> _Exercise objective_: Present the listing below as a JSON list of strings, with one string per line and blank lines omitted.

-- Provided records start --

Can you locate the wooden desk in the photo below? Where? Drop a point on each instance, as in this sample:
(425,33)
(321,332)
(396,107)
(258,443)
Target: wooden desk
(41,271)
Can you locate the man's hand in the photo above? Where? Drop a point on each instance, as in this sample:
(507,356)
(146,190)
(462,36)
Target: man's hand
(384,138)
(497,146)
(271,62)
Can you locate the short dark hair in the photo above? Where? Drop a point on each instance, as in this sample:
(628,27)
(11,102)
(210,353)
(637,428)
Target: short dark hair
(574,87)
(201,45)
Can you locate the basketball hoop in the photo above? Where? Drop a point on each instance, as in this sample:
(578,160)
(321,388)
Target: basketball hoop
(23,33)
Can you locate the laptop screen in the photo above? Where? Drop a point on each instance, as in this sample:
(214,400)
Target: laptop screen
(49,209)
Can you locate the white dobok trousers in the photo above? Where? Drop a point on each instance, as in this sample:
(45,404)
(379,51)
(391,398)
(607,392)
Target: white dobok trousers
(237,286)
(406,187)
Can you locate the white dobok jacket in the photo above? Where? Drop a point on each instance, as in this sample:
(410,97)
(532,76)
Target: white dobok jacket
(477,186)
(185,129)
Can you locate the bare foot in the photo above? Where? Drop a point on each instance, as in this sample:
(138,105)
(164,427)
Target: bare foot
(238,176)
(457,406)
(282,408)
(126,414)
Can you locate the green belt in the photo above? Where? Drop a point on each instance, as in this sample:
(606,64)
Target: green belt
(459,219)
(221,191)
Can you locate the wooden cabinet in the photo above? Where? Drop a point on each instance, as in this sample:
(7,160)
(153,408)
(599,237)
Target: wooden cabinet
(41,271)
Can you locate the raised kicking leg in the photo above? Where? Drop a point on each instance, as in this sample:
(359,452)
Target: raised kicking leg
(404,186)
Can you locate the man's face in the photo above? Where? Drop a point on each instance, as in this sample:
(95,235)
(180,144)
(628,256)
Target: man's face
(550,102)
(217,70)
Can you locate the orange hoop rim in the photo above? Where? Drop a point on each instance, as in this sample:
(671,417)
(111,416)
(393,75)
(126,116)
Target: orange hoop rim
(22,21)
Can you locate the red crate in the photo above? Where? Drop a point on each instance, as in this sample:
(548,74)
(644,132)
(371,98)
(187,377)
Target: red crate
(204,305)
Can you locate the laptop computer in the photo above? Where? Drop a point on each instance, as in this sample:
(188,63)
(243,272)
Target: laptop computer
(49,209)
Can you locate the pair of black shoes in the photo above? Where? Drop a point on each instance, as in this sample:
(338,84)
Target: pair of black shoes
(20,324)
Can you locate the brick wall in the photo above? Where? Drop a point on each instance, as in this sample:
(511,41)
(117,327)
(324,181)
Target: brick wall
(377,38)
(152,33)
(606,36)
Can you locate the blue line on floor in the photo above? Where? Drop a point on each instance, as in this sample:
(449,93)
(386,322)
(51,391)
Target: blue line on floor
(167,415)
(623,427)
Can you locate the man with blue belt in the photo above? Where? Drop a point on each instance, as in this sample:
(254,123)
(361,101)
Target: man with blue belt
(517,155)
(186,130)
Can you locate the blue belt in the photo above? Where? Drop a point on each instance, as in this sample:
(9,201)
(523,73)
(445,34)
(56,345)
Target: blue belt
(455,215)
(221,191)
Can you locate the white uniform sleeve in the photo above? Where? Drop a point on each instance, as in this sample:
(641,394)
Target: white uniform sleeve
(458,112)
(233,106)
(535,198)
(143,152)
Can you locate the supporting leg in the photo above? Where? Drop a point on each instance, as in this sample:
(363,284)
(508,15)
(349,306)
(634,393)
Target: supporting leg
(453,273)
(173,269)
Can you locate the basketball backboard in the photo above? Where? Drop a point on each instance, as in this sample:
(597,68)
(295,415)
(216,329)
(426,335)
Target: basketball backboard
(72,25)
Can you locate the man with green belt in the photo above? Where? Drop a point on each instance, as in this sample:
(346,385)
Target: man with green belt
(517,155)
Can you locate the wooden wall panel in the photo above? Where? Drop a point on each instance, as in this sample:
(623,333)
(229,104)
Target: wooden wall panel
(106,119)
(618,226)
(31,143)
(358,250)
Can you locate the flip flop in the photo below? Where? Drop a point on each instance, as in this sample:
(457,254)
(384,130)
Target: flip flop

-- Provided records end --

> _Reply to the task_:
[
  "Can you locate the wooden desk in the photo below? Where? Drop a point on each instance, as in this sample:",
  "(425,33)",
  "(321,332)",
  "(396,107)",
  "(258,443)",
  "Target: wooden desk",
  "(41,271)",
  "Can you locate the man's hand in the photo above? Where? Drop a point on each instance, as in this sample:",
  "(507,356)",
  "(146,190)",
  "(462,36)",
  "Target: man's hand",
  "(384,138)",
  "(497,146)",
  "(271,62)",
  "Can you locate the short dark hair in the photo above? Where? Drop a point on each instance, as in this sample:",
  "(628,27)",
  "(11,102)",
  "(210,353)",
  "(637,428)",
  "Target: short dark hair",
  "(574,87)",
  "(201,45)",
  "Can you locate the basketball hoop in the photo above? Where? Drop a point on each instance, as in this sample:",
  "(578,160)",
  "(321,388)",
  "Target: basketball hoop",
  "(23,33)",
  "Can you locate the laptop screen in the photo above? Where? Drop a point on each instance, as in this sample:",
  "(214,400)",
  "Target: laptop screen",
  "(49,209)",
  "Can you locate the white dobok trousers in the photo above? Where? Drop a point on each instance, as in this sample:",
  "(45,404)",
  "(379,51)",
  "(391,398)",
  "(607,392)",
  "Target: white dobok trousers",
  "(237,286)",
  "(406,187)",
  "Can you locate the white dobok jacket in the photo above? Where? Drop a point on each instance, as in this sample:",
  "(410,97)",
  "(532,76)",
  "Target: white dobok jacket",
  "(477,186)",
  "(185,129)",
  "Can you locate the bare foot in the photo above? Where? Drop a point on each instance, as in this sample:",
  "(138,105)",
  "(164,427)",
  "Target: bare foot",
  "(238,176)",
  "(457,406)",
  "(282,408)",
  "(126,414)",
  "Can you locate the green belt in the photo above? Where? Drop a point on each instance, as in this sample:",
  "(606,64)",
  "Target: green belt",
  "(459,219)",
  "(221,191)",
  "Can you locate the wooden cabinet in the photo above? Where? Drop a point on each instance, as in this sample:",
  "(7,160)",
  "(153,408)",
  "(599,237)",
  "Target: wooden cabinet",
  "(41,271)",
  "Can you locate the raised kicking leg in the photo above? Where? Drop a point on each instance, as in this sample:",
  "(359,452)",
  "Target: raised kicking leg",
  "(404,186)",
  "Can you locate the man's face in the photo above? Where? Drop a point on each instance, as in this sample:",
  "(95,235)",
  "(180,144)",
  "(628,256)",
  "Target: man's face",
  "(550,102)",
  "(217,70)",
  "Can you locate the orange hoop rim in the photo above? Where? Drop a point on each instance, as in this sample:",
  "(671,417)",
  "(111,416)",
  "(393,75)",
  "(126,116)",
  "Target: orange hoop rim",
  "(22,21)",
  "Can you locate the red crate in the photo above? Where? Drop a point on each instance, as in this sample:",
  "(548,74)",
  "(644,132)",
  "(371,98)",
  "(187,377)",
  "Target: red crate",
  "(204,305)",
  "Can you locate the laptop computer in the photo above? Where? Drop a point on each instance, as in this sample:",
  "(188,63)",
  "(243,272)",
  "Target: laptop computer",
  "(49,209)",
  "Can you locate the pair of black shoes in the photo above? Where? Drop a point on each instance, as in this sample:",
  "(338,84)",
  "Target: pair of black shoes",
  "(20,324)",
  "Can you locate the brick wall in the photo above? Where? Drop a point on each instance, as in this sample:",
  "(511,41)",
  "(117,327)",
  "(324,181)",
  "Target: brick wall",
  "(377,38)",
  "(152,33)",
  "(606,36)",
  "Can you locate the blue line on floor in the photo above? Where? Drop a point on each instance, as in this sample:",
  "(449,93)",
  "(386,322)",
  "(51,391)",
  "Target: blue line on floor",
  "(167,415)",
  "(623,427)",
  "Can you locate the man with blue belt in the photo above? Where? Drop a point on each instance, as in this sample:",
  "(254,123)",
  "(361,101)",
  "Target: man with blue belt",
  "(517,155)",
  "(186,130)",
  "Can you locate the blue belt in the photo above? Where? Drop a point on each instance, as in this sample:",
  "(9,201)",
  "(523,73)",
  "(445,34)",
  "(56,345)",
  "Target: blue belt",
  "(455,215)",
  "(221,191)",
  "Can you locate the white uniform sleeve in the photo above? Where? Drop a point on each instance, as in this sample:",
  "(641,394)",
  "Target: white uniform sleeve",
  "(458,112)",
  "(233,106)",
  "(535,198)",
  "(143,152)",
  "Can you locate the supporting leg in the photo above? Where? Drop a point on each instance, as in this sample:",
  "(363,284)",
  "(508,15)",
  "(349,306)",
  "(634,393)",
  "Target: supporting leg",
  "(453,273)",
  "(173,269)",
  "Can you locate the basketball backboard in the photo above? Where? Drop a point on each instance, as in this sample:",
  "(597,68)",
  "(295,415)",
  "(216,329)",
  "(426,335)",
  "Target: basketball backboard",
  "(72,25)",
  "Can you locate the man with green belt in the photo above? Where? Drop a point on each instance, as in this sample:",
  "(346,385)",
  "Target: man with green belt",
  "(517,155)",
  "Can you locate the wooden wall panel in the photo above? Where? Drop a point on each instance, as in this sample:",
  "(623,333)",
  "(229,104)",
  "Target: wooden wall panel",
  "(106,119)",
  "(618,226)",
  "(31,143)",
  "(358,250)",
  "Can you locate the flip flop in the photo below? Where? Drop a point on each instance, as in this sample:",
  "(457,254)",
  "(384,130)",
  "Target: flip flop"
]